### WHAT TO DO
Your task is to copy every line of the records below that contains "glass".
++++ MATERIAL SUPPLIED
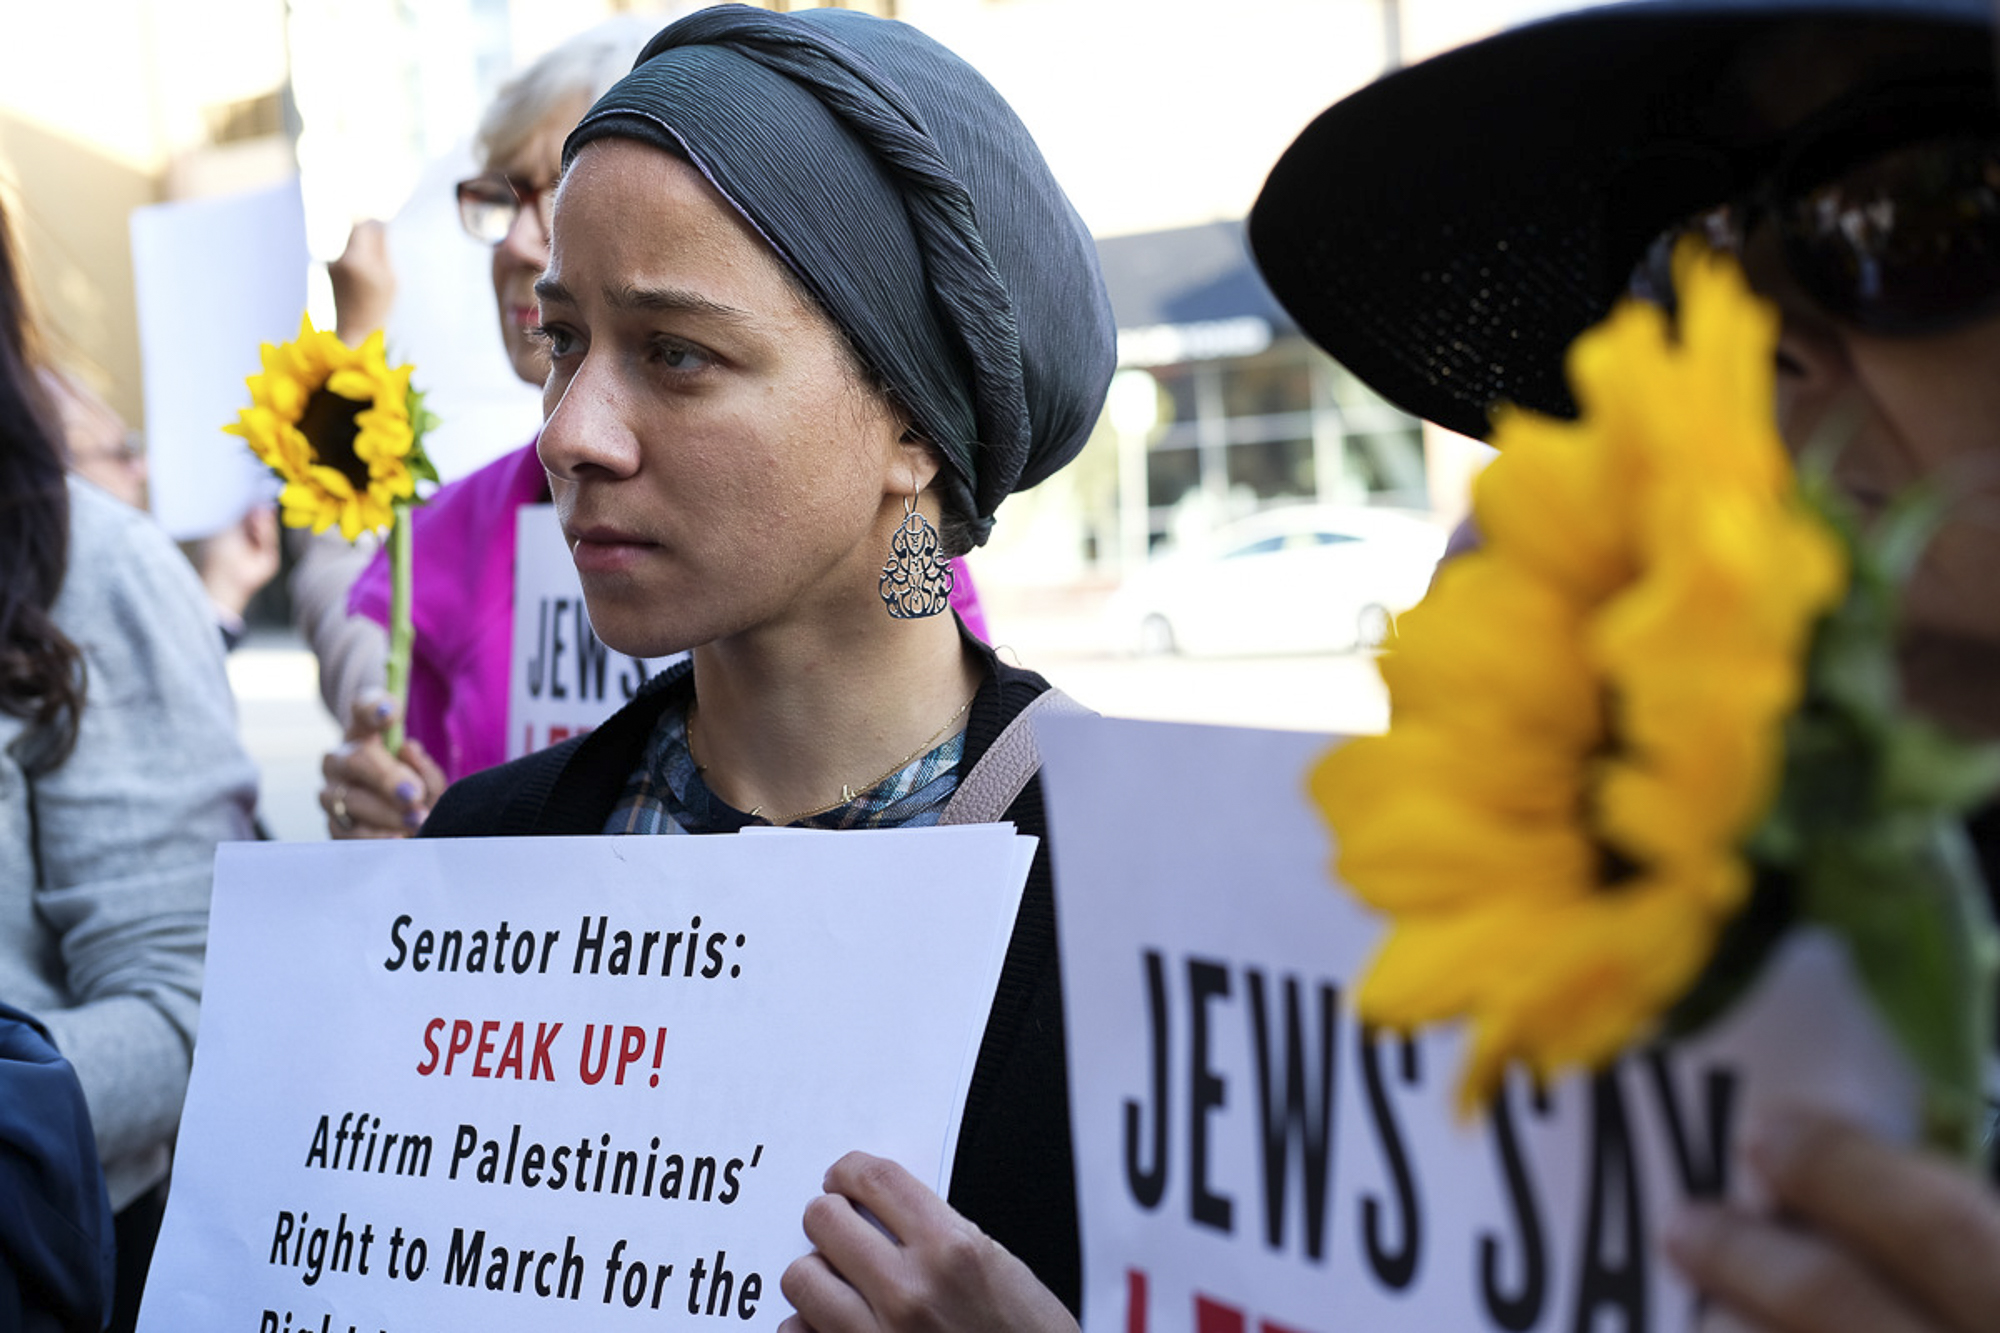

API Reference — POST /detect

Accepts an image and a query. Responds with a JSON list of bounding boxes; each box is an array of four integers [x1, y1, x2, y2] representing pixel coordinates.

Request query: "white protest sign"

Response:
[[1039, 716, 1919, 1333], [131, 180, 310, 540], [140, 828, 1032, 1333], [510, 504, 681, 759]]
++++++++
++++ MATERIAL SUPPLIED
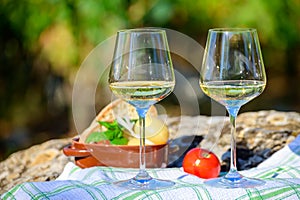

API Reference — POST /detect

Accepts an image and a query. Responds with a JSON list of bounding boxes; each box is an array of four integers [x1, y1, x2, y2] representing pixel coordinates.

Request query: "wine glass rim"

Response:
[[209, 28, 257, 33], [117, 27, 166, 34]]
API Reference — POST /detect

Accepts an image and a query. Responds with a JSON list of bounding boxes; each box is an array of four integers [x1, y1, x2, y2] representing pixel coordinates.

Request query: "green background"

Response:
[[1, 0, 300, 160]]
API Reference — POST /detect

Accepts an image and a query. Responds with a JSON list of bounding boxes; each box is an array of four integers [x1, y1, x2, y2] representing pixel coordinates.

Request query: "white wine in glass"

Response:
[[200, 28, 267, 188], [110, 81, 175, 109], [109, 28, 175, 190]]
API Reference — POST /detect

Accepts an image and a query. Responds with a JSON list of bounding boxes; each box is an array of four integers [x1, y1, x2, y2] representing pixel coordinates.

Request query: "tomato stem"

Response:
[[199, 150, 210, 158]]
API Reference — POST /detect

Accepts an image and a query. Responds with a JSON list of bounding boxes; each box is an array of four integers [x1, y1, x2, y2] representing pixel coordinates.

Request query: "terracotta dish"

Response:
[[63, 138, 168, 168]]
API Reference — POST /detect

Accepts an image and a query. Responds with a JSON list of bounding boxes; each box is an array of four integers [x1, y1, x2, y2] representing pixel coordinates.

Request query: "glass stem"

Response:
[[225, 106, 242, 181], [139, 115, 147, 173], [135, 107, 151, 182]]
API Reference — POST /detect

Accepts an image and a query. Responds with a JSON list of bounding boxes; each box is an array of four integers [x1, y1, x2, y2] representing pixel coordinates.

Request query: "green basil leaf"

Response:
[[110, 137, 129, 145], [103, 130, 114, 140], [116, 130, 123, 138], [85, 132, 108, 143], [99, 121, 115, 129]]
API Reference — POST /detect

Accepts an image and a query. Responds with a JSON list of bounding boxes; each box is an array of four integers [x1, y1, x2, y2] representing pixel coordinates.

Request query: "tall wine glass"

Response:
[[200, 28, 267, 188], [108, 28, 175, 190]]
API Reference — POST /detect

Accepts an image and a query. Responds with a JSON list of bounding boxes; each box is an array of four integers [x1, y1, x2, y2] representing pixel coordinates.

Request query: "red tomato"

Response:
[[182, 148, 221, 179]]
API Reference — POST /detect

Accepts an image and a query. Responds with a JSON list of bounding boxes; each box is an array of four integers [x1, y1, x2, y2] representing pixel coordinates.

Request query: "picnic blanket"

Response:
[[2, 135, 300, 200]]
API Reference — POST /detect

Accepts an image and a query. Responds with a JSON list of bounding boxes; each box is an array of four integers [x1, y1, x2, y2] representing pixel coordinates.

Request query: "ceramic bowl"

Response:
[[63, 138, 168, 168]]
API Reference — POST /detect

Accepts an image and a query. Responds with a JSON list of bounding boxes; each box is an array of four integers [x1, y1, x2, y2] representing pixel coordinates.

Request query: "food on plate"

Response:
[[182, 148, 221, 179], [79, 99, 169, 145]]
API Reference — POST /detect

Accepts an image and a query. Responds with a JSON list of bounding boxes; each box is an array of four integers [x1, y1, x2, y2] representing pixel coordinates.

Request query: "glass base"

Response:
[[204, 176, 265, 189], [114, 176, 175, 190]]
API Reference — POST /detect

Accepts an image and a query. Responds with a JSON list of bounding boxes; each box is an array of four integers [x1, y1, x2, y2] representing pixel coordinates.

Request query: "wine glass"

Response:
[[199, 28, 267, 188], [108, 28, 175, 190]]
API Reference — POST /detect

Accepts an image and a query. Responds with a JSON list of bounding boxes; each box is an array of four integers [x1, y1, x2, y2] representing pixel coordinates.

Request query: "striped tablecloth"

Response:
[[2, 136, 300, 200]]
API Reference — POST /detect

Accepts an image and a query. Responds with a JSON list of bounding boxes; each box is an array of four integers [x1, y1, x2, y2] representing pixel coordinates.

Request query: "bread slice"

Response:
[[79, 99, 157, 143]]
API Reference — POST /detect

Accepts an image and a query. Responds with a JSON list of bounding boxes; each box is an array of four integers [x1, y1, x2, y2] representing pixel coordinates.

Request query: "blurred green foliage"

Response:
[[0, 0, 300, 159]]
++++++++
++++ MATERIAL SUPPLIED
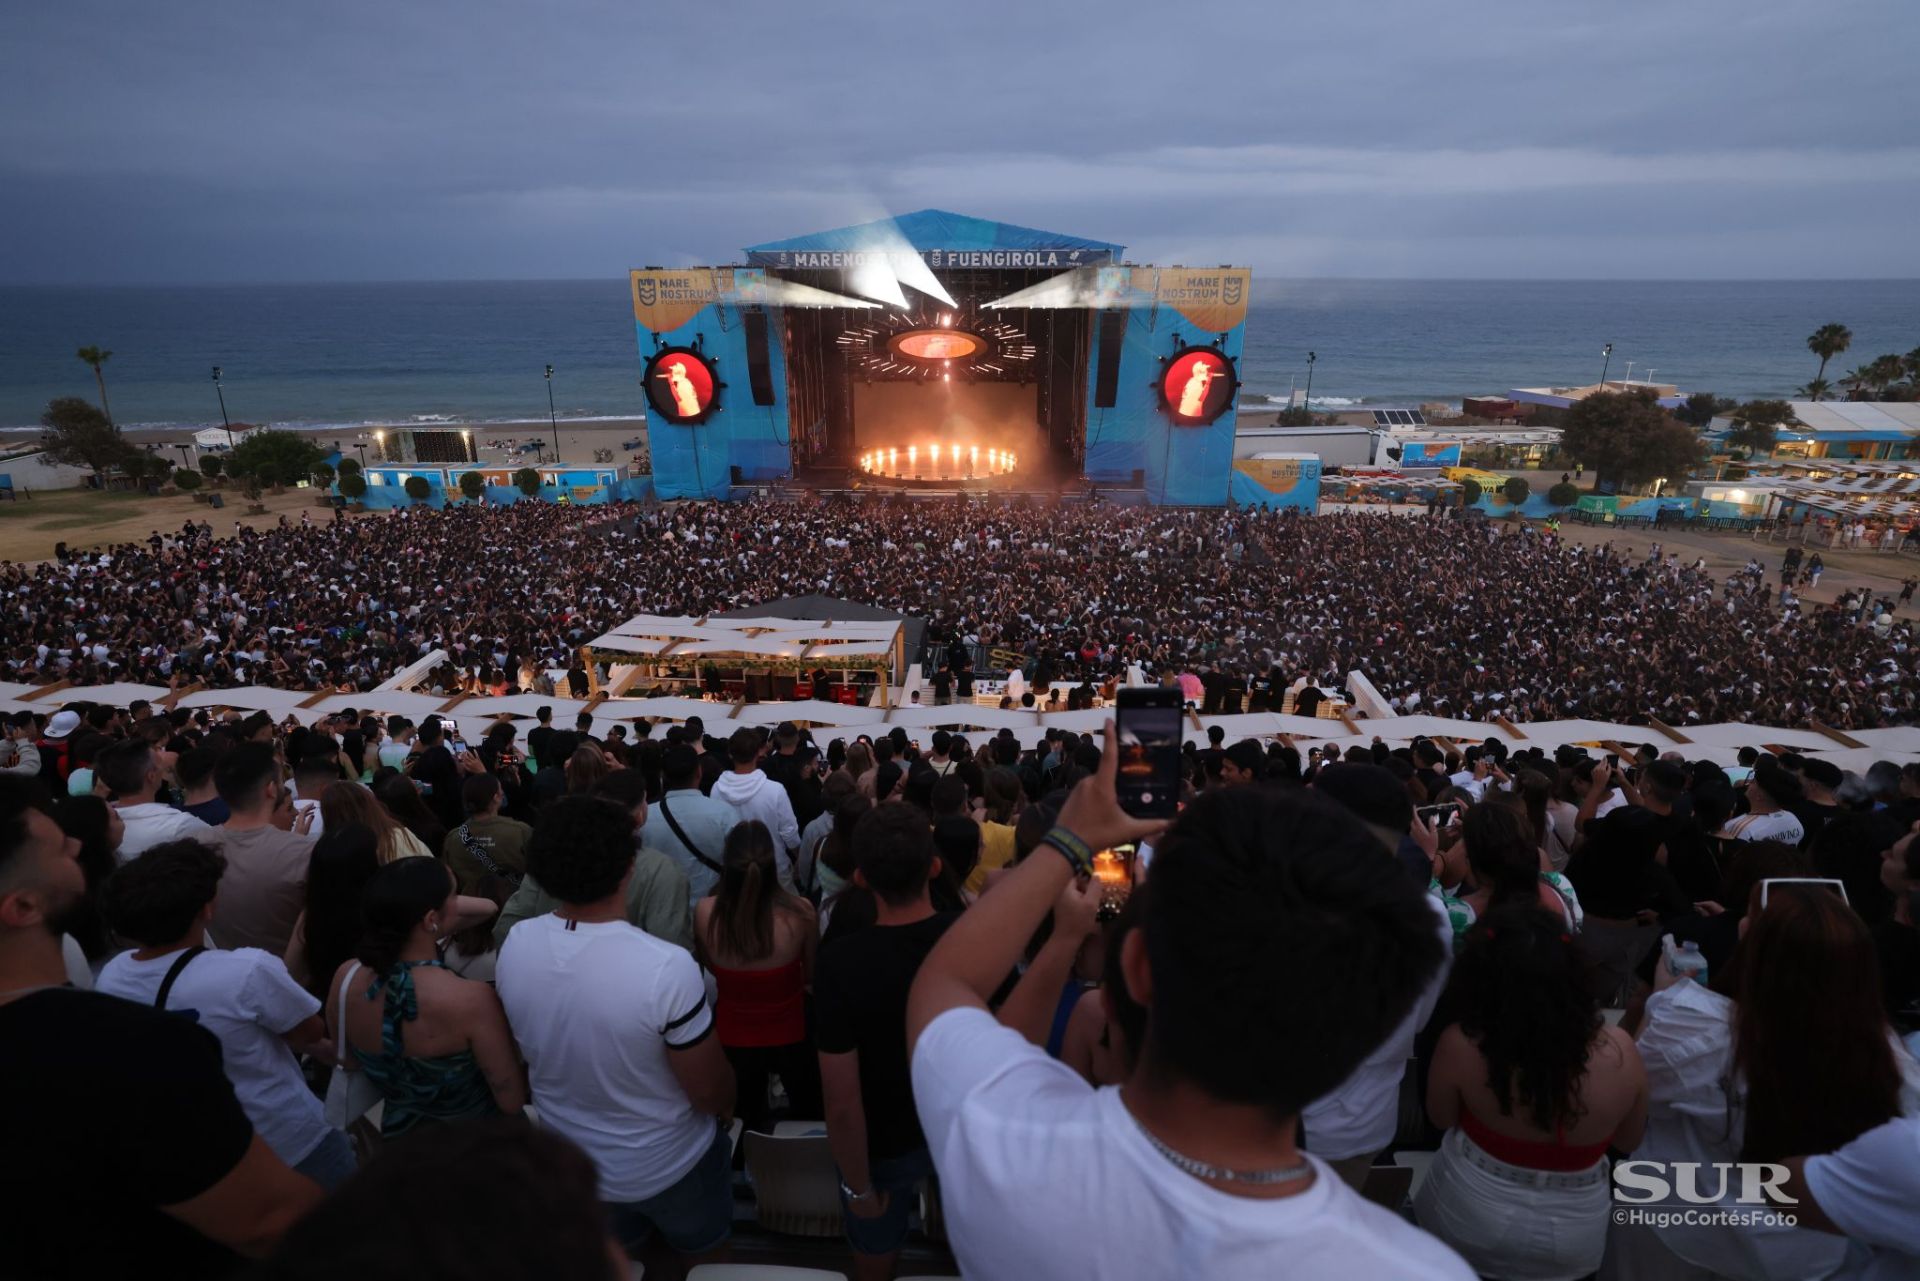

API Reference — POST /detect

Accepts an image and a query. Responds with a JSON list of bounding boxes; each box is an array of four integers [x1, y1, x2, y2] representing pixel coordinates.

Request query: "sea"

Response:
++++++++
### TASK RESPONSE
Request query: "wine glass rim"
Request query: "white wine in glass"
Request query: "glass stem"
Request query: "tall wine glass"
Request query: "glass base"
Request query: "wine glass"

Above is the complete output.